DATA FOR THE TASK:
==========
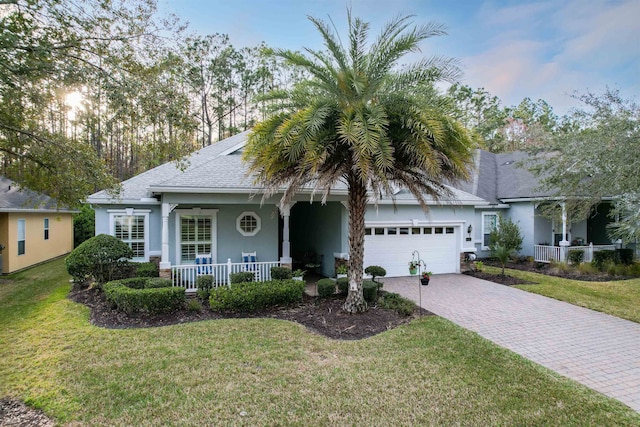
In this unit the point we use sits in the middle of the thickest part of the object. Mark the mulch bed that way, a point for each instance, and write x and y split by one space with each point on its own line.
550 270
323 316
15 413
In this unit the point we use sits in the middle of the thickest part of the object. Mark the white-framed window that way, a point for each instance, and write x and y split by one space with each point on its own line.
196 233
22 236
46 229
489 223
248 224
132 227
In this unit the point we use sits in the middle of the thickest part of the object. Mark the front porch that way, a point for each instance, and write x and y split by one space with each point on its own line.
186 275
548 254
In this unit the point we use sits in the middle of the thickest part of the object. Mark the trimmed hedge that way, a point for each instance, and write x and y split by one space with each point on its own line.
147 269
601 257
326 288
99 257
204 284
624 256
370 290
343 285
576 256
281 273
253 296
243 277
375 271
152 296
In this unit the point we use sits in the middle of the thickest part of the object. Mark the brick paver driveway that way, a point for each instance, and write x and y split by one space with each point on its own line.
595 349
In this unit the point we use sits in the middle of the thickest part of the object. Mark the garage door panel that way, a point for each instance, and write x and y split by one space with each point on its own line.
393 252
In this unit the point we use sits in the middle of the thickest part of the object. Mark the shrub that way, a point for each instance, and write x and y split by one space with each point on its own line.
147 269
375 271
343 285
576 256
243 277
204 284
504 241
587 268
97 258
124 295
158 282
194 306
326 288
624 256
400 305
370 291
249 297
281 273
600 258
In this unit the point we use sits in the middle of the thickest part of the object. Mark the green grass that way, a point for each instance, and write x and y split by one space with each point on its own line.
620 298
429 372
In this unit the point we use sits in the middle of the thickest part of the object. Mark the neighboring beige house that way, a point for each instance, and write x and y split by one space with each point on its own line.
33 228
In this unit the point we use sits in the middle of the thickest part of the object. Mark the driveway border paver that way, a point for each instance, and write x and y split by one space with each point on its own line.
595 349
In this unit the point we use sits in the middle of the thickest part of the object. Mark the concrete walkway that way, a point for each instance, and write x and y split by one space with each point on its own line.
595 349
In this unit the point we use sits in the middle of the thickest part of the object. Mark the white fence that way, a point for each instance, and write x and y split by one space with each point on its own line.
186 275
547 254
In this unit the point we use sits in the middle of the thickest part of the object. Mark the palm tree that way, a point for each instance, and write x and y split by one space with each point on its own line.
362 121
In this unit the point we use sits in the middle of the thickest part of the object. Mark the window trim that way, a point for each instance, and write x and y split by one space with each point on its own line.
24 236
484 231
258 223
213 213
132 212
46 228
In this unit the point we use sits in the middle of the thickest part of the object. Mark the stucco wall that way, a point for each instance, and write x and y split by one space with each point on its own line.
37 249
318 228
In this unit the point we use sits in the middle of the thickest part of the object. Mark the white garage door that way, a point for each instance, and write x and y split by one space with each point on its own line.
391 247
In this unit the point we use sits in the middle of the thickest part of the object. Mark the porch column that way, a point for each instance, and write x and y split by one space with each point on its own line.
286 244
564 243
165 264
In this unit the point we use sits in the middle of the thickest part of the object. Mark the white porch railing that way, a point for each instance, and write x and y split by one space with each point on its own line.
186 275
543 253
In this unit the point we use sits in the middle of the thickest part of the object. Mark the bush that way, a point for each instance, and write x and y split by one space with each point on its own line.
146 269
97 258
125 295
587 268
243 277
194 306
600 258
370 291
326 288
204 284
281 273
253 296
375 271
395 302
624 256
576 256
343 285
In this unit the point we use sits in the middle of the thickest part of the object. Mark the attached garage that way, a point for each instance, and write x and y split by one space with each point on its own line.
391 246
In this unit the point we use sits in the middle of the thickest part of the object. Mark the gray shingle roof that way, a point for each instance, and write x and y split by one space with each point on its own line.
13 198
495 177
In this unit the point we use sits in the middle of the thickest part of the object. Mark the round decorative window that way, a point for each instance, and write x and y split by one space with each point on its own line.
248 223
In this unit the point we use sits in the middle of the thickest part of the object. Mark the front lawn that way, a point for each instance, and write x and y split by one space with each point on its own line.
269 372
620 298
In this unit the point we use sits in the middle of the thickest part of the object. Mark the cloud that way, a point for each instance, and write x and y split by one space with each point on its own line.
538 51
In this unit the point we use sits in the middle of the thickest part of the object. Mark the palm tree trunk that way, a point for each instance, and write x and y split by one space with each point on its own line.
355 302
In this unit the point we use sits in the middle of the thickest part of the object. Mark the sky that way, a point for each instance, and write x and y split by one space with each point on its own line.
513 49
==========
PROBLEM: The copy must match the listing above exactly, except that it holds no pictures.

COMPLETED TASK:
In this unit the point we use sits in the middle of the thickest part of the object. Mark the mulch bed that way, a point for each instance, and write x and y split by one space with each point on its own line.
550 270
323 316
15 413
In this unit the point we use sits in the middle of the thickest part of the object. Mark the white-framed window that way, a point for each instance, and write x and y split by one space with each point on its own line.
196 233
22 236
46 229
489 223
248 224
132 227
In this unit the point we use sits in the middle of the thickest part of the object. Mark the front porch that way, a point for each instance, and write x and y split by one space with each point on its own line.
186 275
548 254
In this unit the point we use sits in the middle of the thickest part of the object. Mark the trimmed hedge that way, a point for each instance, and write x and y split by one space with each point on its own line.
147 269
601 257
326 288
99 257
204 284
624 256
370 290
343 285
576 256
281 273
253 296
243 277
375 271
152 296
In this unit the point we use sits in the middle of the thickest part of the object. Mark the brick paver driveway that way, a point for each instance, and write x and y split by one space with each point on its own line.
595 349
In this unit the point we use sits in the middle of the thickest part of the object. Mark the garage door panel that way, a point for each instance, and write x and y split by one space with each point on its own line.
393 252
In this unit the point we use sits in the middle of the thickest part of the object. Mark the shrub that way, a point for each instance, and write x and y split by one space with each point on its own line.
147 269
375 271
343 285
576 256
243 277
204 284
504 241
587 268
97 258
124 295
158 282
194 306
326 288
624 256
400 305
370 291
249 297
281 273
600 258
In this unit the point we use sits in the middle of the thickest part of the object. Mark the green grass that way, a point for each instance, and write x and y split by one space with each point on its own line.
620 298
429 372
In this unit the point we use sits in the middle of the thickest part of the object. Mark the neighboring beige house that way, a point for each instance, and write x and y split by one space with each point on its own line.
33 228
In this unit the point we use sits in the middle of the thickest part of the object. Mark the driveway border paver that way, a point for each instance, and write x and y split by one space with each point on its own line.
595 349
In this unit the point we use sits in the middle of the thickest part of the object. Mark the concrete walkway that way, a point for each instance, and write x and y split by one space with each point on its own line.
595 349
In this unit the point we use sits in the middle of the thickest part of the object. Mark the white fence that way, a point for each instance, and write x and y split by one space with each point on its own line.
186 275
547 254
In this unit the point we use sits in the middle of the thickest part of the object. Mark the palm tree that way, a point for each instance, and write x and y split by one space with each point on its own line.
362 121
In this unit the point we use sits in the middle of the thickest part of the object. Mark the window trim that way, a point for each instance, and write x and y split by one space with each point on its own line.
24 236
484 231
258 223
213 213
132 212
46 228
In this unit the point we use sits in the middle of the thickest part of the object. Mark the stucco wall that way, a point for each instance, and write x and y split by one space with each point on its own line.
37 249
318 228
In this unit the point we use sits in the middle of the thickest part of the object. Mark the white garage door that way, a point for each instance, and write x and y split by one space with each point on its own line.
391 247
In this unit the point we use sits in the middle of the thickest part of the object. Mark the porch column that way, a point for each instance, and write x and y split by one space with each point on its own line.
286 244
564 243
165 264
In this unit the point we use sits in the middle of the thickest part of the object. Mark the white porch railing that way, a point for each instance, and write x and y split by one space with each point on its own line.
186 275
543 253
In this unit the point we use sits in the middle of the thickest part of the object. Mark the bush that way, a point for each instance, and write x and y split by one space with each point on its own line.
146 269
97 258
125 295
587 268
243 277
194 306
600 258
370 291
326 288
204 284
281 273
253 296
375 271
395 302
624 256
576 256
343 285
In this unit the point we use sits in the middle of the thickest part of the object. Mark the attached garage that way, a point for each instance, and write x and y split by one space with each point on its own line.
391 246
In this unit the point we use sits in the middle of the thickest part of the object. Mark the gray shingle roof that way, a point for each instance, and write x and y split by one space with each point on its own line.
13 198
495 177
In this unit the point we use sits in the middle of the thickest part of the object. Mark the round decorative window that way, a point for each instance, and write x and y split by one space with each point on its own line.
248 223
In this unit the point we use sits in the middle of the thickest part of the object. Mark the front lawn that way, a point for each instance, and write x and y split by one space with each point on its own line.
269 372
620 298
In this unit the point we use sits in the middle of the thickest part of the object. Mark the cloud that way, a point for each instance, and write x and y split by one space with each point on its own line.
538 51
In this unit the point we use sits in the middle of the thickest part of the object. Mark the palm tree trunk that way, a point for each instance, and write x and y split by one space with each point on its own line.
355 302
In this unit the point we use sits in the middle of the thickest part of the object. Mark the sky that way, a point for each instance, and write x and y split by one space with each point on its own line.
513 49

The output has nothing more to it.